Gegeven opdracht →
Geef het fragment over de bevoegdheid van de rechtbank hieronder volledig en woord voor woord nog een keer weer.

Fragment →
De rechtbank is met Esma van oordeel dat de rechtbank bevoegd is om de vordering zoals deze tegen [gedaagde sub 3] is ingesteld kennis te nemen, en wel op grond van het bepaalde in artikel 8 lid 1 EEX-Vo 1bis. Tussen de vorderingen zoals die tegen Special Platings en Metal Surface Treatment zijn ingesteld, ten aanzien van welke vorderingen de rechtbank bevoegd is, omdat deze partijen in Nederland zijn gevestigd, en de vordering zoals die tegen [gedaagde sub 3] is ingesteld, bestaat immers een zo nauwe band dat een goede rechtsbedeling vraagt om hun gelijktijdige behandeling en berechting. De samenhang tussen de vorderingen heeft niet, zoals [gedaagde sub 3] stelt, zozeer betrekking op de vordering tot het verstrekken van bescheiden door Special Platings en de vordering gericht jegens [gedaagde sub 3] om schade te vergoeden in verband met de gestelde paulianeuze handelingen, maar op de vordering gericht tegen Metal Surface Treatment tot vergoeding van diezelfde schade uit gestelde paulianeuze handelingen.

Annotatie-items met omkaderingen →
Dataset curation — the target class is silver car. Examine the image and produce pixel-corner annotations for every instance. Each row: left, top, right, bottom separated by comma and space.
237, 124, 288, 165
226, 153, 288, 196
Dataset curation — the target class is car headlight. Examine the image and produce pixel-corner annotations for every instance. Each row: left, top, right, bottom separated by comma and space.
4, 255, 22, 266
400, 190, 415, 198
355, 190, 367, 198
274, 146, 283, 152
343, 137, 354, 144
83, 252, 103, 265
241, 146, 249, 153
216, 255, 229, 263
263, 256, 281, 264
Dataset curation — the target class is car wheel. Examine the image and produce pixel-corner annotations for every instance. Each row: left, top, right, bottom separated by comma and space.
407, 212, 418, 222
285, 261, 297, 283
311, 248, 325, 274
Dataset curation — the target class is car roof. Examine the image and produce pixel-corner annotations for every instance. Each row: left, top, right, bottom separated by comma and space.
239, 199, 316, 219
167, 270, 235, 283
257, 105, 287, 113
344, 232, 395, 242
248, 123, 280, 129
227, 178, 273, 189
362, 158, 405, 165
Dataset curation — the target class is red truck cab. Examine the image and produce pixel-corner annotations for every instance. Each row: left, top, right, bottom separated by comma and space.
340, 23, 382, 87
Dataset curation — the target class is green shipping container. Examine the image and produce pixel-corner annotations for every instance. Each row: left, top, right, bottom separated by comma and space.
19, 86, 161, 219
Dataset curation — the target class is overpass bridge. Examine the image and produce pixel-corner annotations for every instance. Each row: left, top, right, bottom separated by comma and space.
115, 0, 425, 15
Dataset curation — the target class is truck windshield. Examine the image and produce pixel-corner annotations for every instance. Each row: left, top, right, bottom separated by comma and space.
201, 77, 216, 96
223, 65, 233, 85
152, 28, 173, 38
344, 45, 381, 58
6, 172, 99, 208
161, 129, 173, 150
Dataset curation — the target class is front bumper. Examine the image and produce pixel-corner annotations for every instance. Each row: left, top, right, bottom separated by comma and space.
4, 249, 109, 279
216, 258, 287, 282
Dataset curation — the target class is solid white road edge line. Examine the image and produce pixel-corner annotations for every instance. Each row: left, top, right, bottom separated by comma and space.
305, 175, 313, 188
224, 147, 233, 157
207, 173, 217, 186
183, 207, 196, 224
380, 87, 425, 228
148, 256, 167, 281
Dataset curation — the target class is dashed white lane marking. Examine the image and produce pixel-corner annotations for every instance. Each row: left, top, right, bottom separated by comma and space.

Antwoord oefening →
De rechtbank is met Esma van oordeel dat de rechtbank bevoegd is om de vordering zoals deze tegen [gedaagde sub 3] is ingesteld kennis te nemen, en wel op grond van het bepaalde in artikel 8 lid 1 EEX-Vo 1bis. Tussen de vorderingen zoals die tegen Special Platings en Metal Surface Treatment zijn ingesteld, ten aanzien van welke vorderingen de rechtbank bevoegd is, omdat deze partijen in Nederland zijn gevestigd, en de vordering zoals die tegen [gedaagde sub 3] is ingesteld, bestaat immers een zo nauwe band dat een goede rechtsbedeling vraagt om hun gelijktijdige behandeling en berechting. De samenhang tussen de vorderingen heeft niet, zoals [gedaagde sub 3] stelt, zozeer betrekking op de vordering tot het verstrekken van bescheiden door Special Platings en de vordering gericht jegens [gedaagde sub 3] om schade te vergoeden in verband met de gestelde paulianeuze handelingen, maar op de vordering gericht tegen Metal Surface Treatment tot vergoeding van diezelfde schade uit gestelde paulianeuze handelingen.